== 入力資料 ==

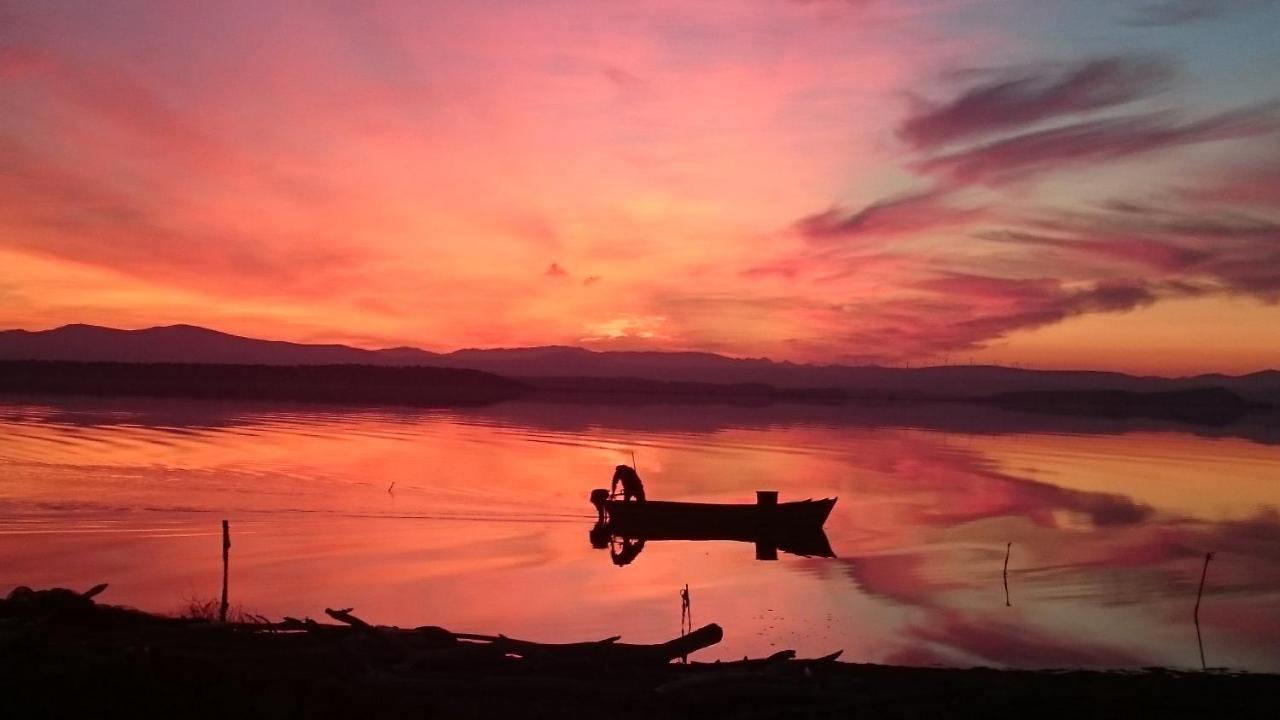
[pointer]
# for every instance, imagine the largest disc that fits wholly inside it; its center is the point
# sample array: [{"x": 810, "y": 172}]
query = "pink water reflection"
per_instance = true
[{"x": 485, "y": 528}]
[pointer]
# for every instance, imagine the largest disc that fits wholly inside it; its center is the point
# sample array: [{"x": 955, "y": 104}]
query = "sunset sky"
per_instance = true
[{"x": 1086, "y": 183}]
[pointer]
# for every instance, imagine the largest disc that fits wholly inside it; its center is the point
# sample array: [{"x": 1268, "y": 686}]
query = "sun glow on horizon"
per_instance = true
[{"x": 822, "y": 182}]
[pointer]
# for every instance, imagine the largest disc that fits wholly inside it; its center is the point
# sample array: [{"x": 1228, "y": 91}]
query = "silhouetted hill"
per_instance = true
[
  {"x": 186, "y": 343},
  {"x": 342, "y": 384}
]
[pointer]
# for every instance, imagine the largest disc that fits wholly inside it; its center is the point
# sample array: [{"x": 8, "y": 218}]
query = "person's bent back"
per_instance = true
[{"x": 631, "y": 484}]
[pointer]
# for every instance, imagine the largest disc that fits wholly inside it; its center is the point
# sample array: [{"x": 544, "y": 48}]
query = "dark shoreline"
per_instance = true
[
  {"x": 65, "y": 656},
  {"x": 446, "y": 387}
]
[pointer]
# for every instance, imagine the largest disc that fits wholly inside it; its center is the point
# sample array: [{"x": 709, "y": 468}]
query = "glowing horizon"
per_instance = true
[{"x": 1028, "y": 183}]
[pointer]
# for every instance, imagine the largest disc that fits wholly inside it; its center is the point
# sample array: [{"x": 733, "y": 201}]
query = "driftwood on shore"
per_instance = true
[
  {"x": 63, "y": 655},
  {"x": 424, "y": 643}
]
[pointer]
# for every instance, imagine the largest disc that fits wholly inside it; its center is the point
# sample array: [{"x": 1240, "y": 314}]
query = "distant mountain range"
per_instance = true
[{"x": 539, "y": 365}]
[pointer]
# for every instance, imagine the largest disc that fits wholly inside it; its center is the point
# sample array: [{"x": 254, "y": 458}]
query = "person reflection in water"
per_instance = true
[
  {"x": 631, "y": 484},
  {"x": 626, "y": 550}
]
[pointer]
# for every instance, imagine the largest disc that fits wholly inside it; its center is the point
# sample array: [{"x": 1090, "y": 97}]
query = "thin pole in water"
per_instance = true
[
  {"x": 227, "y": 547},
  {"x": 1196, "y": 613},
  {"x": 1008, "y": 550},
  {"x": 686, "y": 616}
]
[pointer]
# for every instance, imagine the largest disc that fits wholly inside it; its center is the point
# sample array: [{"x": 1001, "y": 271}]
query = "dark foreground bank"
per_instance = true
[{"x": 62, "y": 655}]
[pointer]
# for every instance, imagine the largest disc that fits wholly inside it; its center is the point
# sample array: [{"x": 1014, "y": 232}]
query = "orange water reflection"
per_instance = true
[{"x": 485, "y": 528}]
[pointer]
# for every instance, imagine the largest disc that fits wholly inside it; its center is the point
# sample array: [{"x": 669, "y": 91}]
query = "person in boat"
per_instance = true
[
  {"x": 625, "y": 551},
  {"x": 631, "y": 484}
]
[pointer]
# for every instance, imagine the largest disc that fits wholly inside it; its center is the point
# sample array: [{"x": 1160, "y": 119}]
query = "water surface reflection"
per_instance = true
[{"x": 487, "y": 522}]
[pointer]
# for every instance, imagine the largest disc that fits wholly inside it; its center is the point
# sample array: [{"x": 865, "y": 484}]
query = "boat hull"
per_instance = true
[{"x": 656, "y": 516}]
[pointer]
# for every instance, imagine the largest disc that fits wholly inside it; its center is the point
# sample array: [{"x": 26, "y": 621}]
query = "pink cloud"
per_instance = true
[
  {"x": 1025, "y": 96},
  {"x": 1080, "y": 144}
]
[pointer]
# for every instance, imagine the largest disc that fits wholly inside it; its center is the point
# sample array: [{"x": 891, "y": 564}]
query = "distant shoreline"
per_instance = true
[{"x": 430, "y": 386}]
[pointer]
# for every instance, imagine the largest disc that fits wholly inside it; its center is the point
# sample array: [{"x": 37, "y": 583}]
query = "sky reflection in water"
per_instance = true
[{"x": 487, "y": 525}]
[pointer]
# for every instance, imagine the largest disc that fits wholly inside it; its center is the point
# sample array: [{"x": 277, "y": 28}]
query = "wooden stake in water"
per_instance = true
[
  {"x": 1008, "y": 548},
  {"x": 227, "y": 548},
  {"x": 686, "y": 616},
  {"x": 1196, "y": 613}
]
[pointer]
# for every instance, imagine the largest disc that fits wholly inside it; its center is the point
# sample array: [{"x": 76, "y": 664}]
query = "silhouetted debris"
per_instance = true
[{"x": 63, "y": 655}]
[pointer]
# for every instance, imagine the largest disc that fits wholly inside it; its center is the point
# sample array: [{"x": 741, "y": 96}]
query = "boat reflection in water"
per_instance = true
[{"x": 625, "y": 527}]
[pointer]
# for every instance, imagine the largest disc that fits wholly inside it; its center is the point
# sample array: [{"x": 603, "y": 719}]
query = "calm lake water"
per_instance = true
[{"x": 487, "y": 525}]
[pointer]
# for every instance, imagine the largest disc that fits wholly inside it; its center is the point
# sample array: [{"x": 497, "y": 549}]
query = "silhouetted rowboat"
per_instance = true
[{"x": 667, "y": 518}]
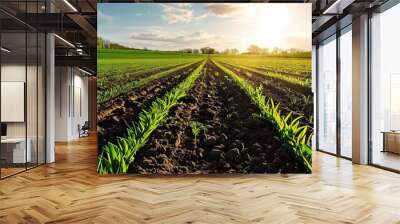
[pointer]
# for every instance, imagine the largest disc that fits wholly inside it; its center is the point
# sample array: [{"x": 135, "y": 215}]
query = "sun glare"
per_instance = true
[{"x": 271, "y": 28}]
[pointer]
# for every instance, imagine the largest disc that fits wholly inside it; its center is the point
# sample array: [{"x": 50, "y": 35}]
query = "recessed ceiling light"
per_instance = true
[
  {"x": 64, "y": 40},
  {"x": 70, "y": 5},
  {"x": 86, "y": 72}
]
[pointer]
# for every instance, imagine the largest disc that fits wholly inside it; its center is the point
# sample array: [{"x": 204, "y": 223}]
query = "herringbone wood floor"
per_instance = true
[{"x": 70, "y": 191}]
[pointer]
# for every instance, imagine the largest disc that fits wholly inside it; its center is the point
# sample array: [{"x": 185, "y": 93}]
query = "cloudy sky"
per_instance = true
[{"x": 194, "y": 25}]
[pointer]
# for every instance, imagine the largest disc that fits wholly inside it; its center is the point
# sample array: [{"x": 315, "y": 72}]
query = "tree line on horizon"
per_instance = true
[{"x": 251, "y": 50}]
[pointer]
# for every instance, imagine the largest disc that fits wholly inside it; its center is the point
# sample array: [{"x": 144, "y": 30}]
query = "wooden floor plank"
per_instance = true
[{"x": 70, "y": 191}]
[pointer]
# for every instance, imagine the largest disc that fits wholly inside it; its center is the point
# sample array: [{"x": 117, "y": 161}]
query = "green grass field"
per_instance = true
[
  {"x": 292, "y": 65},
  {"x": 119, "y": 61}
]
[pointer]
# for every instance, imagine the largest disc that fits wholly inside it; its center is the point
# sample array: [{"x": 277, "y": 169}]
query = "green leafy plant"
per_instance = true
[
  {"x": 116, "y": 158},
  {"x": 117, "y": 90},
  {"x": 290, "y": 79}
]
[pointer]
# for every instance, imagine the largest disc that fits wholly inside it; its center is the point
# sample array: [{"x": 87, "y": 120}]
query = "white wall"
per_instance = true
[{"x": 70, "y": 83}]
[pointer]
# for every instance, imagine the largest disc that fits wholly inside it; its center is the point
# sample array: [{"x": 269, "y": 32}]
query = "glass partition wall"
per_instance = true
[
  {"x": 334, "y": 93},
  {"x": 22, "y": 107},
  {"x": 327, "y": 95}
]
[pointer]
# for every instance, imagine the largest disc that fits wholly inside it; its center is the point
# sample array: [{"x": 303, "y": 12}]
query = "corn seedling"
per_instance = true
[
  {"x": 291, "y": 134},
  {"x": 120, "y": 89},
  {"x": 116, "y": 158}
]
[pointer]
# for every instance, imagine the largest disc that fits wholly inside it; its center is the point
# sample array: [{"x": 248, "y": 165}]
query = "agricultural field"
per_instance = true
[
  {"x": 191, "y": 89},
  {"x": 121, "y": 70},
  {"x": 196, "y": 114}
]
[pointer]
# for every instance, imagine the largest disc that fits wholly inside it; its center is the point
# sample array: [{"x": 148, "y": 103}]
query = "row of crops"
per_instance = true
[{"x": 205, "y": 116}]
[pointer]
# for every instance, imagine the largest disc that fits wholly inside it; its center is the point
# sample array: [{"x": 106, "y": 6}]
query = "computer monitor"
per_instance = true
[{"x": 3, "y": 129}]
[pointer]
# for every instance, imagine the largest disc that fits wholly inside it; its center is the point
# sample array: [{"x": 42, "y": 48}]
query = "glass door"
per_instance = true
[
  {"x": 327, "y": 96},
  {"x": 346, "y": 92}
]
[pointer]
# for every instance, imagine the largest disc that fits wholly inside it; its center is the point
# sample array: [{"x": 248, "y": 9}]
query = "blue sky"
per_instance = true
[{"x": 194, "y": 25}]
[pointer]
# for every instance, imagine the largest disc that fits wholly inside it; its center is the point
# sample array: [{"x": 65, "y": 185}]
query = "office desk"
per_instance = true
[
  {"x": 391, "y": 141},
  {"x": 13, "y": 150}
]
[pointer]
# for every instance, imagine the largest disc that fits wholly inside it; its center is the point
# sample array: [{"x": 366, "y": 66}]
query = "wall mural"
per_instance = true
[{"x": 199, "y": 88}]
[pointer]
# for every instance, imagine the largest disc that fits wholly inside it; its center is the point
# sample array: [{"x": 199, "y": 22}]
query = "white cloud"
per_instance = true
[
  {"x": 157, "y": 38},
  {"x": 230, "y": 10},
  {"x": 175, "y": 13},
  {"x": 104, "y": 17}
]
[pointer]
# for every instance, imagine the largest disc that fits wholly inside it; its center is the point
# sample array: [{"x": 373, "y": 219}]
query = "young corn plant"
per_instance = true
[
  {"x": 116, "y": 158},
  {"x": 120, "y": 89},
  {"x": 289, "y": 79},
  {"x": 291, "y": 134}
]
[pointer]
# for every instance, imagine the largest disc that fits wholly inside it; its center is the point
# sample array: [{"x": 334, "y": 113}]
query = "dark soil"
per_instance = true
[
  {"x": 234, "y": 142},
  {"x": 117, "y": 114},
  {"x": 290, "y": 97}
]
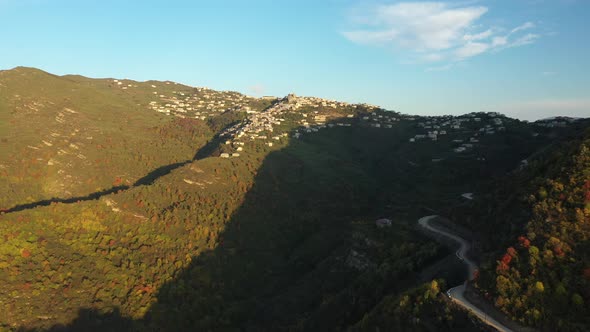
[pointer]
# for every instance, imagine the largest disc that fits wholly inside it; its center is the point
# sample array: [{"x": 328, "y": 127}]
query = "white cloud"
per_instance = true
[
  {"x": 434, "y": 31},
  {"x": 471, "y": 49},
  {"x": 525, "y": 26},
  {"x": 479, "y": 36},
  {"x": 417, "y": 25}
]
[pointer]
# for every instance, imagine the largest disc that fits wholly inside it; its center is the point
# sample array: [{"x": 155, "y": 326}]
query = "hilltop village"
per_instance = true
[{"x": 293, "y": 117}]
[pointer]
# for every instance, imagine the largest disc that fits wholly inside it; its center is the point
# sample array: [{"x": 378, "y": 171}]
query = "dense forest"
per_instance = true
[
  {"x": 540, "y": 214},
  {"x": 132, "y": 207}
]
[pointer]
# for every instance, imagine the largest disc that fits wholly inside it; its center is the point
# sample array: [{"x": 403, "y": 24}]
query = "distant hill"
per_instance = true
[{"x": 157, "y": 206}]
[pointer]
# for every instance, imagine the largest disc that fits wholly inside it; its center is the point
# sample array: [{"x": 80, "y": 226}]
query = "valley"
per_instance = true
[{"x": 157, "y": 206}]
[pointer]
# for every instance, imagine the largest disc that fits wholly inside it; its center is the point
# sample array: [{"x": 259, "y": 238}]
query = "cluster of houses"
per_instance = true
[
  {"x": 314, "y": 114},
  {"x": 202, "y": 104},
  {"x": 472, "y": 124}
]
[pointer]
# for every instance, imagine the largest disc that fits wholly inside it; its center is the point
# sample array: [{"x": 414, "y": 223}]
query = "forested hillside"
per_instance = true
[
  {"x": 156, "y": 206},
  {"x": 540, "y": 214}
]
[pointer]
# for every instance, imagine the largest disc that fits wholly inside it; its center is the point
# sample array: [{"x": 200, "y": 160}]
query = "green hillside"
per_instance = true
[
  {"x": 157, "y": 206},
  {"x": 537, "y": 270}
]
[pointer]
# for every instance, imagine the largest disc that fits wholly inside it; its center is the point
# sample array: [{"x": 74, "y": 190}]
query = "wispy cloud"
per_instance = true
[{"x": 435, "y": 31}]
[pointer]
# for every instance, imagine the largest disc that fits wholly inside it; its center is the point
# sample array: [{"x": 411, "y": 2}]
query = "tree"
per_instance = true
[{"x": 539, "y": 287}]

===

上の記録から、「hillside」という文字列を含む行を一行残らず返してもらえますか？

query = "forested hillside"
query = "green hillside"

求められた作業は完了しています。